* BEGIN Data records *
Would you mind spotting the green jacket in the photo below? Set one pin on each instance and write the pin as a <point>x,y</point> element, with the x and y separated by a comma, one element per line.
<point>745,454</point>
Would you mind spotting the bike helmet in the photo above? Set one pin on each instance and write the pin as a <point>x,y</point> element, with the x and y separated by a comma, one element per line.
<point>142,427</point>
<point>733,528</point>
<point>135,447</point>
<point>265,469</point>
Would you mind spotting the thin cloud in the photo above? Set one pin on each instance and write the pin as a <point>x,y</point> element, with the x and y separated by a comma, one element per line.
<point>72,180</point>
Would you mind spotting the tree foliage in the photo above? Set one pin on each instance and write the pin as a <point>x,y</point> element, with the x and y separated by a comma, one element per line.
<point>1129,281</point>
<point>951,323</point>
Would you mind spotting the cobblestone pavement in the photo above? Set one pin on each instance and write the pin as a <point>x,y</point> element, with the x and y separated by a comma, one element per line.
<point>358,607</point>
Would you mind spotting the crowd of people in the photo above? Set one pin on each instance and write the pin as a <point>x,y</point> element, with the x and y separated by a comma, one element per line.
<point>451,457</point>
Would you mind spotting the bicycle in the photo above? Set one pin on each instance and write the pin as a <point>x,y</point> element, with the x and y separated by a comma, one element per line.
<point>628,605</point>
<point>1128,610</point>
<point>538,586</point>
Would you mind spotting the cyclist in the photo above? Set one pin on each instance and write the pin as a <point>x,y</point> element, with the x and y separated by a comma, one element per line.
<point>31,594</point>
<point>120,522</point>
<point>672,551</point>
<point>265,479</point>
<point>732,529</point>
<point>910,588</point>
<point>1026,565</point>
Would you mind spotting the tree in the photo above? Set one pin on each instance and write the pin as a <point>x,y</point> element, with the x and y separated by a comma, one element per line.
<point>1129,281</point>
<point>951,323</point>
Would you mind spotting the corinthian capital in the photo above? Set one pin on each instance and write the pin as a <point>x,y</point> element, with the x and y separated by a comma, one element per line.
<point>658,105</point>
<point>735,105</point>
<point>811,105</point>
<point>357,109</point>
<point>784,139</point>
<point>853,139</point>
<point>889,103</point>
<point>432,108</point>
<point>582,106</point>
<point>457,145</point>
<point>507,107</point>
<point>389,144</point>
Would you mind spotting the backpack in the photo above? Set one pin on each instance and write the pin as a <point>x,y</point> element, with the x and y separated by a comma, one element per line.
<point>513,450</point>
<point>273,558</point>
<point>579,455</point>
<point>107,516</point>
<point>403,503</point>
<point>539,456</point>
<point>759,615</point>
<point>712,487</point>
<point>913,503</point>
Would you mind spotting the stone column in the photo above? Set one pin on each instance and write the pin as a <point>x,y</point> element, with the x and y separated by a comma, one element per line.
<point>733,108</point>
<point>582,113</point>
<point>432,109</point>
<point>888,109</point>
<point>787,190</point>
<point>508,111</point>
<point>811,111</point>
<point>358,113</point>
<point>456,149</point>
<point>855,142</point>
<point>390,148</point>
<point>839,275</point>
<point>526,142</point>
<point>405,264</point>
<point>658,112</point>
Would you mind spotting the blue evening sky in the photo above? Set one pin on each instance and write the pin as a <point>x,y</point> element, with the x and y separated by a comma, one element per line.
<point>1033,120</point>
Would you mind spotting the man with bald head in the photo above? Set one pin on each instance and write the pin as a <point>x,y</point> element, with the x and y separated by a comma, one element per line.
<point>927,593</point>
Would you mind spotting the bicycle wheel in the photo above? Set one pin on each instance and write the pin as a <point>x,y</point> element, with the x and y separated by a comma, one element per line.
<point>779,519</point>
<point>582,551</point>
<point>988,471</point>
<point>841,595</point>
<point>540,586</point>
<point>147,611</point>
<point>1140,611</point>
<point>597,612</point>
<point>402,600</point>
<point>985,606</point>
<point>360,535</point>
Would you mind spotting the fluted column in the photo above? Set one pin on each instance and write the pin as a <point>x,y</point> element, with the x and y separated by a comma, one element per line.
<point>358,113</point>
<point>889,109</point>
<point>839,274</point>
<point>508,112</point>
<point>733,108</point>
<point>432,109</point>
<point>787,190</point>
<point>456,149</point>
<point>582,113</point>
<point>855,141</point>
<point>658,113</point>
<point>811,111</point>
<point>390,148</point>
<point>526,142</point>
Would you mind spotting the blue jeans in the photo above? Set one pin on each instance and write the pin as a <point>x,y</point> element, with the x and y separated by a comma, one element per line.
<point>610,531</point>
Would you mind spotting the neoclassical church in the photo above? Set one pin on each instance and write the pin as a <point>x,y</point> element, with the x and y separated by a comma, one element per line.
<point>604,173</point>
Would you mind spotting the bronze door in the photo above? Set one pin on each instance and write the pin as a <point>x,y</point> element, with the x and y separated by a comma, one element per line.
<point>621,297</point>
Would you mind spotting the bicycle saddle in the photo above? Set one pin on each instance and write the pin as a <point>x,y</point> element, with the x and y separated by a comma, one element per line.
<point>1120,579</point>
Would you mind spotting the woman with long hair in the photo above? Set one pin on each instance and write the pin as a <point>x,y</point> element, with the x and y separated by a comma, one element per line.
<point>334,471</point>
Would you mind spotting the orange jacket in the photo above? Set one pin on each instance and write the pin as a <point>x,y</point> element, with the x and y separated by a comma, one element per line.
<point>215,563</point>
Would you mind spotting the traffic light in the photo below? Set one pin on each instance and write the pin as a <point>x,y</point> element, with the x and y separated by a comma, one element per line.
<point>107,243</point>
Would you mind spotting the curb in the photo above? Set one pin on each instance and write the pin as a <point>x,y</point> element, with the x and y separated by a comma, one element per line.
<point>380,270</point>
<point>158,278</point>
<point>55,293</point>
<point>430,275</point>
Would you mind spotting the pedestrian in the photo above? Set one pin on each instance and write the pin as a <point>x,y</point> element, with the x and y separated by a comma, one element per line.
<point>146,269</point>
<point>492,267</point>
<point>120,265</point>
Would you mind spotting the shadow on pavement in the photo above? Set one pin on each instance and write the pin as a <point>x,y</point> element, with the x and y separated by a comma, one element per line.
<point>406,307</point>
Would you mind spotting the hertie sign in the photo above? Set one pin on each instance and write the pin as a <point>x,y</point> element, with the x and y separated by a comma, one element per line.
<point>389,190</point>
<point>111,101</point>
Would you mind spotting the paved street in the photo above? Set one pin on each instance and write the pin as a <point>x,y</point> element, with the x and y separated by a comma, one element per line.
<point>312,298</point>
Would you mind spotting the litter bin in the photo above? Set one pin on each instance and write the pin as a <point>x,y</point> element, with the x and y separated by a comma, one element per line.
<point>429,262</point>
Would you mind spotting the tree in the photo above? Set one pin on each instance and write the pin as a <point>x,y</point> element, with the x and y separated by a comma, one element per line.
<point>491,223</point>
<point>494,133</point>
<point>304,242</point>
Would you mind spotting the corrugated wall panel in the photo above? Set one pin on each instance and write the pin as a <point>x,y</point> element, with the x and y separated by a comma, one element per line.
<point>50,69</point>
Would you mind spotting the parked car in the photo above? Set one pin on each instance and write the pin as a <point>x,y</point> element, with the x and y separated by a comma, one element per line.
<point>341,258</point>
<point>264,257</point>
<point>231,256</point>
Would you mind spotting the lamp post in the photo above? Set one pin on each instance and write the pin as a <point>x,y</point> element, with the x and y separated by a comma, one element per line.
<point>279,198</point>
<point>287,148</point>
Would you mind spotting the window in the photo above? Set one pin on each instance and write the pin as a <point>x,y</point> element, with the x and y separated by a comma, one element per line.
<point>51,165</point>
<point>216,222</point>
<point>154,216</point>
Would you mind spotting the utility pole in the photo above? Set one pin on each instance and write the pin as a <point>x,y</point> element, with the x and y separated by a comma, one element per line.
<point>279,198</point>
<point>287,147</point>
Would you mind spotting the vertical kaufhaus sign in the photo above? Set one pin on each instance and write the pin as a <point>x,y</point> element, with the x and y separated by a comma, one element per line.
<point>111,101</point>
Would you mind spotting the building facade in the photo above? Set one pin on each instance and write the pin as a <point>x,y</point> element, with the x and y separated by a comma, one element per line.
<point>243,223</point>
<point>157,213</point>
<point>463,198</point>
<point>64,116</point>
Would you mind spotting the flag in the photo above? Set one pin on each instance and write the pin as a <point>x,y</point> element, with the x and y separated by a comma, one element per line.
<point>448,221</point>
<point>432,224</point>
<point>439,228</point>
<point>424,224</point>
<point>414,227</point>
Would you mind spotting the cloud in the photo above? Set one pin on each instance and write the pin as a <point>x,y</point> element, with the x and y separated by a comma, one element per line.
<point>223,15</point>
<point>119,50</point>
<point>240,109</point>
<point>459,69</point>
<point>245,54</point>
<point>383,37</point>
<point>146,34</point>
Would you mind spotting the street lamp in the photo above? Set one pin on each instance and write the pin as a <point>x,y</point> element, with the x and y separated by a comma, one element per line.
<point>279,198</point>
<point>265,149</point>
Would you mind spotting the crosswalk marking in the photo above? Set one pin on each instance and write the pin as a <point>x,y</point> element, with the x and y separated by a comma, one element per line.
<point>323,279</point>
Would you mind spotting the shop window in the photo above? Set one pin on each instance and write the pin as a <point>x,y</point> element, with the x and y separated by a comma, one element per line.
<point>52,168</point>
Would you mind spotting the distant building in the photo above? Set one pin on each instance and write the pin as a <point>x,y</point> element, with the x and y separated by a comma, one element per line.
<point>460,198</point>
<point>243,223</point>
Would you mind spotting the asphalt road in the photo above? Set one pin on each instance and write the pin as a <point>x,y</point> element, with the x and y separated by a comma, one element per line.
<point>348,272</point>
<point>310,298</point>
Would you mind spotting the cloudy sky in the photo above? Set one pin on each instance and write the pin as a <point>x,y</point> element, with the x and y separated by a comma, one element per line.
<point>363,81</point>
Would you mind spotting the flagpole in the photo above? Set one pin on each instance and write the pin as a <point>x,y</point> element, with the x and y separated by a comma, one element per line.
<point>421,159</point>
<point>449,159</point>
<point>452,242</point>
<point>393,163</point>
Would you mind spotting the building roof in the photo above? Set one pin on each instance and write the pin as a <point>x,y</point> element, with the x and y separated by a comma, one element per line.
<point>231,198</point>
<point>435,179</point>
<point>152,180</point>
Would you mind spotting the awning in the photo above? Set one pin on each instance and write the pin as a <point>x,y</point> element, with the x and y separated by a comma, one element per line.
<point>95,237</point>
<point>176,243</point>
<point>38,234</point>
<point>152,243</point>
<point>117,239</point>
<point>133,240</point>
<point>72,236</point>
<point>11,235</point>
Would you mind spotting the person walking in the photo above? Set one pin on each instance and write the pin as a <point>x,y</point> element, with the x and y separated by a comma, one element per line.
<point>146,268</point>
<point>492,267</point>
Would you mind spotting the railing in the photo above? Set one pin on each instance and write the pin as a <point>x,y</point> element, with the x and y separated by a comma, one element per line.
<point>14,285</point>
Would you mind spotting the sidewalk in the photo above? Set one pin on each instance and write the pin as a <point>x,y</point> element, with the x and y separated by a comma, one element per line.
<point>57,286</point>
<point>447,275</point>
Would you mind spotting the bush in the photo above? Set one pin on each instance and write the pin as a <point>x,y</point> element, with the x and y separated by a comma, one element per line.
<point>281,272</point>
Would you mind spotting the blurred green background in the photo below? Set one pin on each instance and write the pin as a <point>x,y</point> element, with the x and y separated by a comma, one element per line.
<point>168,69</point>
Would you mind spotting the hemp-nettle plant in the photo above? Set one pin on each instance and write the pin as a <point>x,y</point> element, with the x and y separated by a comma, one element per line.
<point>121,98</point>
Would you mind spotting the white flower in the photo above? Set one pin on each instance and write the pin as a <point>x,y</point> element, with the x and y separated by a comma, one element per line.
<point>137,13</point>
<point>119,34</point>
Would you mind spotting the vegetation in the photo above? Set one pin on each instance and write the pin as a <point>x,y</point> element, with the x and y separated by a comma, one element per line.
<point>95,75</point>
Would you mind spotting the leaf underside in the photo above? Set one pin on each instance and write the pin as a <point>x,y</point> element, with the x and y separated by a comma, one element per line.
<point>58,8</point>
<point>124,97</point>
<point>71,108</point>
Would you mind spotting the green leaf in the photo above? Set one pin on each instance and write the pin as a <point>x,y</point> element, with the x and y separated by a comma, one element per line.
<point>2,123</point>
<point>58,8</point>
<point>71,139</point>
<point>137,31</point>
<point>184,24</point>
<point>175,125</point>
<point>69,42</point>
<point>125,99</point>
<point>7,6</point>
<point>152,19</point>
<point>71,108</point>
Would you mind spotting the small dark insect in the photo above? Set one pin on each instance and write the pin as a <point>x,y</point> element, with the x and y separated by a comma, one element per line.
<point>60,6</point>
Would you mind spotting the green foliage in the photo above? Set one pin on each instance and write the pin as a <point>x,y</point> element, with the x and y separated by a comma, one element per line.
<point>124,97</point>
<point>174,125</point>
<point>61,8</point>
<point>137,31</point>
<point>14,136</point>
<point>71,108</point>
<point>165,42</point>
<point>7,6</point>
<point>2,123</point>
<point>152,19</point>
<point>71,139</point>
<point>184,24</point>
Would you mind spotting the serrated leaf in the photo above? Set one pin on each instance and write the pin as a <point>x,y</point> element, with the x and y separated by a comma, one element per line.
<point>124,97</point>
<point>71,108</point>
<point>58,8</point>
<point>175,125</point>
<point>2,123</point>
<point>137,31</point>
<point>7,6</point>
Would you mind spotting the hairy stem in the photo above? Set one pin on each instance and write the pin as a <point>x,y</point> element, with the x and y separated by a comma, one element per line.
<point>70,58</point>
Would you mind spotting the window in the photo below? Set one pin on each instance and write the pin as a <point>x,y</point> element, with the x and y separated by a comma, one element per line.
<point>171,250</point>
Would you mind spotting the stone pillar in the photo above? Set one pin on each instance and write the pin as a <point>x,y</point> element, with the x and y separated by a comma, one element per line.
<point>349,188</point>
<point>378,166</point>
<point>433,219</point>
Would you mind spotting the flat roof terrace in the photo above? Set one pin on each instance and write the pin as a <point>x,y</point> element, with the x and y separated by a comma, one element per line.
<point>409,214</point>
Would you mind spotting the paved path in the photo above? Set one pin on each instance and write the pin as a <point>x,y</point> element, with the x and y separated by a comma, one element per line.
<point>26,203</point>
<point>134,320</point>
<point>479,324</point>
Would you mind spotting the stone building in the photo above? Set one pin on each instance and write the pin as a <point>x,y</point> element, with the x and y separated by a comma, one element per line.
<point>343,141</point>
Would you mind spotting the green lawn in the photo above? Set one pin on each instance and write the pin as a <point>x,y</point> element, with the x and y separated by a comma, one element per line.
* END Data records *
:: Job ::
Reproduce verbatim the lines of the entries above, from the first line through the line containing "<point>265,469</point>", both ends inclusive.

:: Exercise output ::
Would you mind spotting the green jacket in the photo below? Set one pin on each instance and write the pin as a <point>x,y</point> element, with the x and y separated by a comma, one element per line.
<point>745,454</point>
Would you mind spotting the bike helmet in the photo above? Set one pin on each instance and write the pin as a <point>x,y</point> element, with the x and y separated by a comma, one element per line.
<point>142,427</point>
<point>733,528</point>
<point>135,447</point>
<point>265,469</point>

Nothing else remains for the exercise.